■ Extract provided:
Telescope Targets – Where to point my Telescope?
This article explains how to choose some objects of interest in the Northern Hemisphere that are completely circumpolar for most people living in the United States, Europe, South Korea and Japan, and of course, all those living anywhere north of these places like Canada, and if you live closer to the equator, you’ll probably be able to see these objects, at some point during the night and just might need to wait until the object is high enough above your horizon.
Big Dipper & Cassiopeia
There are two bright sky patterns that are circumpolar for most people in the Northern Hemisphere, and that’s the Big Dipper and Cassiopeia, these are on opposite sides of the North Star, so if one of these is high in the sky, the other is low, and so on. I always use the Big Dipper and Cassiopeia, as a guide to find the circumpolar Deep Sky options. So first, my favourite year-round target is NGC 457 (open star cluster). I check on this cluster, almost every time I am stargazing, it’s especially impressive to those who are new to stargazing with a telescope, because it gives them an immediate taste for the beauty of open star clusters, and the reaction I get from showing this cluster to people is on par with showing people Saturn, “Wow” This cluster can be found with any telescope and generally in any skies, no matter how light polluted.

■ Exercises to complete:
[1] Which sky objects and star patterns does the telescope targets article name?
[2] Could you carry on with the telescope targets article, starting right after its last sentence?

■ Data listing:
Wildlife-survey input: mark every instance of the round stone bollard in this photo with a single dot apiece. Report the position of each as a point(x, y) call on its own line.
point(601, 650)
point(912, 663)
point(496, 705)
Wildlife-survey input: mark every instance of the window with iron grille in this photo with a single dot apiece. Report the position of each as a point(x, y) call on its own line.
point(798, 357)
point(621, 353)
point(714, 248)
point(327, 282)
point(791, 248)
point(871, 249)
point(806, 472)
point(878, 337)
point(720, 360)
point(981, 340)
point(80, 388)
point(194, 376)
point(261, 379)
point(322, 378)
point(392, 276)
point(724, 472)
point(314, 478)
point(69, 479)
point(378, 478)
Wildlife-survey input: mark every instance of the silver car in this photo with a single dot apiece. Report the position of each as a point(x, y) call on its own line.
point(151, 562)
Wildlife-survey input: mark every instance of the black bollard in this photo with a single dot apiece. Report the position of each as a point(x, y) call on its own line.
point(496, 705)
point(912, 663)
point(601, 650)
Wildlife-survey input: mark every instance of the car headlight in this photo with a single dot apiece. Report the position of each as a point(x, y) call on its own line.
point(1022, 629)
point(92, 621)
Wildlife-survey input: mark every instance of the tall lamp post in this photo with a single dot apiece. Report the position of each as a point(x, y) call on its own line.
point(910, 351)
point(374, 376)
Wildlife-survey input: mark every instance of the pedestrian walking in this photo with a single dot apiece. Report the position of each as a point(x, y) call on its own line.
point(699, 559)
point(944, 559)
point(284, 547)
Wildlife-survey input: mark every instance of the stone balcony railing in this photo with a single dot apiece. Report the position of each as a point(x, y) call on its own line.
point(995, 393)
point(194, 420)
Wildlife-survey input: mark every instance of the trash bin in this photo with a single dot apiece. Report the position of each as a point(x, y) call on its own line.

■ Results in order:
[1] Big Dipper, Cassiopeia, North Star, NGC 457, Saturn

[2]
You can find NGC 457 By looking at Cassiopeia, as a big W, and lining up the two leftmost stars as shown in the image.
The second target is one of the most popular Telescope and Binocular targets in the sky, and that’s Kembles Cascade a perfect line of stars that stretches across your binoculars or small telescope field of view. The best way to view this cascade of stars in the telescope is to start at one and then down to the other appreciating the beauty and subtle variation in colour of each of the stars at one end of the Cascade lies a prominent open cluster of stars called NGC 1502 or the Jolly Roger Cluster so you’ll definitely want to check that out as well.
Kembles Cascade is found in the Constellation Camelopardalis, to find it use Cassiopeia as a guide and move clockwise around the North Star. The Cascade, cannot be seen with the naked eye, so you’ll need to point your Telescope or Binoculars at just the right spot. That said, because this object is large, it’s not that difficult to find.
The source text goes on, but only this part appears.